**Task instructions**
Copy every line of the following data that includes the string "sample".
*** Opening Entries supplied ***
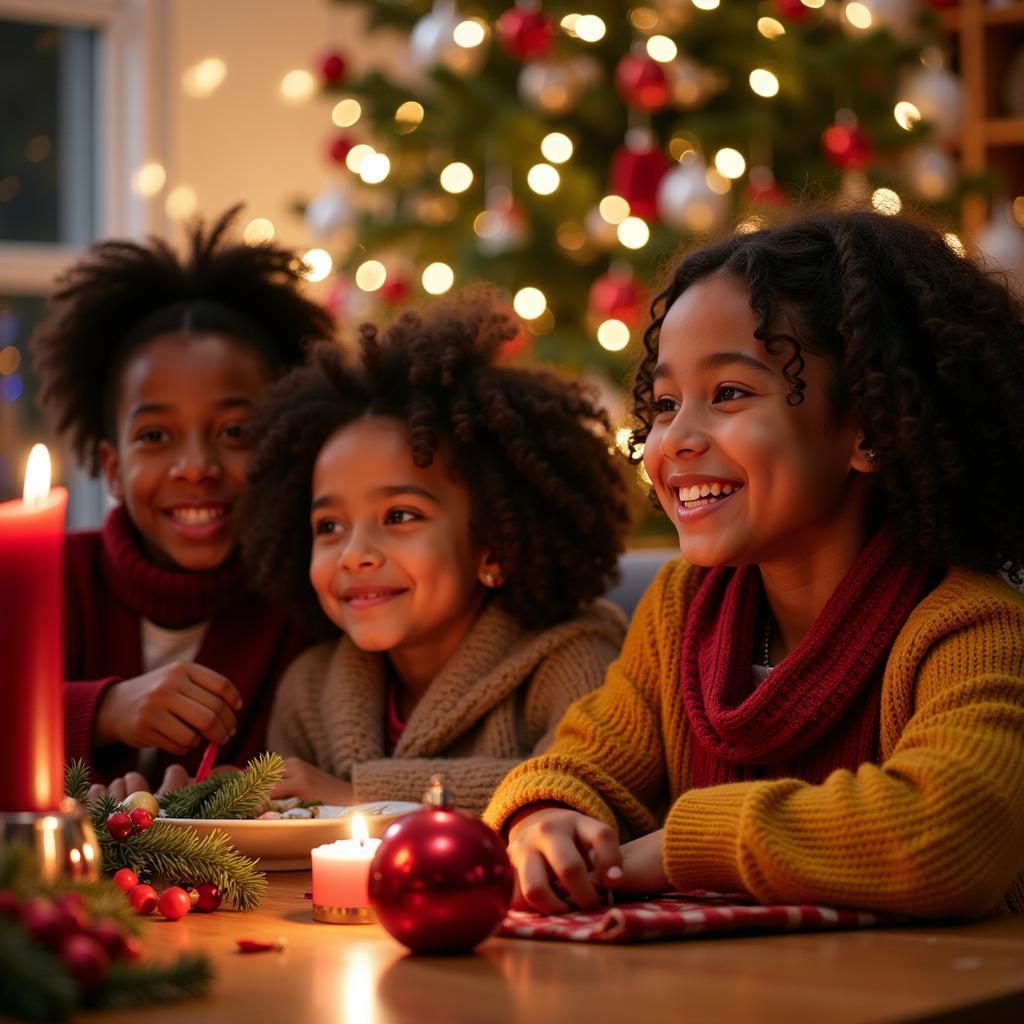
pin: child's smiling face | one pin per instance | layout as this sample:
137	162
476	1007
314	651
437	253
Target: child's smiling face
179	459
745	477
393	563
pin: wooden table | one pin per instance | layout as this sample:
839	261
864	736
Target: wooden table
358	975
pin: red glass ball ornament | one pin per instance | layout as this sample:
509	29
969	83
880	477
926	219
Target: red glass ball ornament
174	903
143	898
119	824
642	82
126	879
333	67
141	819
846	146
209	898
86	958
440	881
524	34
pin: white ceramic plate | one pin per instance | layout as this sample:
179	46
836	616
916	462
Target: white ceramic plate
284	844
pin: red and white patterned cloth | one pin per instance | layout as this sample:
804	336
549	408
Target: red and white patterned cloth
680	915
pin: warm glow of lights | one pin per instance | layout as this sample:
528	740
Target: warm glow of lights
764	83
529	302
355	156
37	475
258	231
375	168
613	336
886	201
470	33
662	48
613	209
858	15
770	28
437	279
906	114
317	264
543	178
202	79
729	163
589	28
180	203
346	113
148	179
634	232
298	85
457	177
371	275
556	147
*** Closing Entries supplied ***
**Expected answer**
pin: child's smiling face | one pin per instance | layout as this sample:
pin: wooden table | one pin per instance | layout as this sample:
pin: red glass ball ornament | one pin per instance | layout as this sample:
pin: white ceramic plate | one pin per instance | layout as this sample:
pin: red and white patterned cloth | one pin per instance | layout as this sample:
pin: warm glow of lights | one pin per instance | layout as this sample:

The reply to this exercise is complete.